CAVUTO: Well, I'm talking the money-raising part.

HUCKABEE: Well, that's tough, because, sometimes, you feel that's all you end up doing. It is a very difficult part of it.

But the reason that a person does it is because, as you look at this country and the problems we're in -- you just mentioned Medicare, Medicaid, Social Security. These are programs that are going broke.

(CROSSTALK)

CAVUTO: And your party is punting.

HUCKABEE: They are punting. And it's unfortunate.

First of all, I think it's very important that they make it clear they are not going to rid of Medicare, they are not going to take grandma and put her in the street, because that's not the goal --

(CROSSTALK)

CAVUTO: Well, why are they on defense?

HUCKABEE: I think because they put themselves out as there as if they were going to tackle these programs, and it scared the daylights out of a lot of people.

And what they're going to have to do is to communicate, here is the protection that we guarantee for seniors that we're not going to do it. But here's -- here's the other piece of that. There are ways to change some of these programs.

Now, the one I'm most familiar with is Medicaid, because I ran a Medicaid program for almost 11 years as a governor. The problem with Medicaid is that the federal requirements for how you administer it are so stringent, that you end up spending a lot of money not necessarily in the best interests of the people who need the services, but you spend it according to the way the bureaucrats in Washington have designed it.

One way that would save Medicaid would be in the block grant approach, to give states the capacity to innovate. For example, if there was at least some co-pay and deductible -- the advocates go crazy on this. All the advocates on the left can't stand this.

CAVUTO: Right.

HUCKABEE: But if you get a medical service, you should have at least some participation in it.

I'm not talking about enough that would keep you from getting health care for your kids. Nobody wants to see a sick child not be able to get medication or an emergency room visit. But what we are talking about, that is, if you had to pay a $10 visit to the doctor, but if you took to the hospital and an emergency room in the middle of the night for the same headache and it cost you $100, guess what you'll do? You'll wait and go see the doctor in the office tomorrow for $10, not go to the emergency room for $100.

But here's the deal. What if it doesn't cost you a dime? Then, when you want to go, you'll just go to the emergency room.

CAVUTO: You don't care.

HUCKABEE: You don't care.

(CROSSTALK)

**DATA FOR ANALYSIS:**
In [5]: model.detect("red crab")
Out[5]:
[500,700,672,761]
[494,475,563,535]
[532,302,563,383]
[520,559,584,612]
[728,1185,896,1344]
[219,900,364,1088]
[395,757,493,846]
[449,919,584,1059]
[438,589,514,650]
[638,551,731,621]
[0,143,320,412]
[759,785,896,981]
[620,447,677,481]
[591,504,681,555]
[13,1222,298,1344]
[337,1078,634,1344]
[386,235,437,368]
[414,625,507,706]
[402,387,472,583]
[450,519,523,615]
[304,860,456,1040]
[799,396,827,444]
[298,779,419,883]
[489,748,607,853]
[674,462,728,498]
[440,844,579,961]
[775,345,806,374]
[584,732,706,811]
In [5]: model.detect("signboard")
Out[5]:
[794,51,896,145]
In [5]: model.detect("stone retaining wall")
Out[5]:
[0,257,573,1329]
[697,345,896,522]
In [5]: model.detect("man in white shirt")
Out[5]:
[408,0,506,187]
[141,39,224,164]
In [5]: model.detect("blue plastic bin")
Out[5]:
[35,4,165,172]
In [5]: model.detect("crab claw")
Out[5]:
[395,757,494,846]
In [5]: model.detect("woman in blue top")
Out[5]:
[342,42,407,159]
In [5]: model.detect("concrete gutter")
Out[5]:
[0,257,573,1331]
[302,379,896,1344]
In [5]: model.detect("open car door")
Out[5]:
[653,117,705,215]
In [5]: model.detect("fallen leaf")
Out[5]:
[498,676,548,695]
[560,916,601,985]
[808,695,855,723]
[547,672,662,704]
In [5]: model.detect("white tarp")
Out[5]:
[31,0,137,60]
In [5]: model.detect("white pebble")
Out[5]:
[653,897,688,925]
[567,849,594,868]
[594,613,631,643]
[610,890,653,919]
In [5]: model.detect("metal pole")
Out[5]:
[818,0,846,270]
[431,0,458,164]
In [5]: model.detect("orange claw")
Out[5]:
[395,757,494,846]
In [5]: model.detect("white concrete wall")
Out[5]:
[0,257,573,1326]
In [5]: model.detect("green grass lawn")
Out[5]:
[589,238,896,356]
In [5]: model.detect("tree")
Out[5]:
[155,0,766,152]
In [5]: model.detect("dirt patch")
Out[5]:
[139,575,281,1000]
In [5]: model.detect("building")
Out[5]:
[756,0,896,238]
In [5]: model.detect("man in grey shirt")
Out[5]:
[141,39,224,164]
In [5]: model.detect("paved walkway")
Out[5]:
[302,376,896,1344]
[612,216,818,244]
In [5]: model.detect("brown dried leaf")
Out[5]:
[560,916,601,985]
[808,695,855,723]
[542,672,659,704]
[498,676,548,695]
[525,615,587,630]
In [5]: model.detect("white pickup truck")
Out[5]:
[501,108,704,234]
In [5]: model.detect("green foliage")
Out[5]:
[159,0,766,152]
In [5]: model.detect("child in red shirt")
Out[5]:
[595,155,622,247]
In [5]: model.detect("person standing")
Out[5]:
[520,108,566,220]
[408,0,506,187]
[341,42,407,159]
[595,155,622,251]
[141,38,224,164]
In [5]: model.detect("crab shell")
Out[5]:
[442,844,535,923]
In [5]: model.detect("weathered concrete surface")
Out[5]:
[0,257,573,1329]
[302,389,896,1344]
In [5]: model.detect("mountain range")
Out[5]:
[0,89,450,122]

**TASK GOAL:** Pick up the Medicaid interview transcript after its last line and write what comes next.

**WRITTEN RESPONSE:**
CAVUTO: All right. Regardless of whether you run or not, the frontrunner presumably right now, Mitt Romney, tried to explain the health care thing yesterday that he did in Massachusetts. Did he succeed?

HUCKABEE: I think he's got a real issue with that. And I'm not sure that he succeeded in explaining it.

If you read some very strong editorials -- for example, The Wall Street Journal...

CAVUTO: Right.

HUCKABEE: ... I think really took him apart and called him Obama's running mate. It's tough.

You know, I said months ago, Neil -- and I know a lot of people thought that I was being facetious or trying to gig him. I wasn't. I was actually being sincere, because I felt that, if Mitt Romney would come out and say, "Look, we tried this in Massachusetts; that's what states are supposed to do, is to be laboratories of democracy, and we attempted this, and it hasn't really worked out like we thought, so it's not a good idea to try it on the national level," that would have been a smart play.

It's not what he did. He -- it's going to be something he will have to deal with. He could have ended it yesterday. Now he's going to be dealing with it in every debate. He's going to be dealing with it in every confrontation.

CAVUTO: So, every debate with him when you're running for president, you will have to take this up.

HUCKABEE: If that's the announcement that gets made tomorrow -- and you will know tomorrow night at the end of "Huckabee."

CAVUTO: You will know right....

HUCKABEE: Then you will know. That's right.

CAVUTO: The end of "Huckabee."

(CROSSTALK)

HUCKABEE: It could be in the middle, could be at the beginning.

CAVUTO: This is like the final episode of "MASH."

"Huckabee" tomorrow night.

HUCKABEE: It might be during one of the commercials.

(LAUGHTER)

CAVUTO: I think it's the end of the show.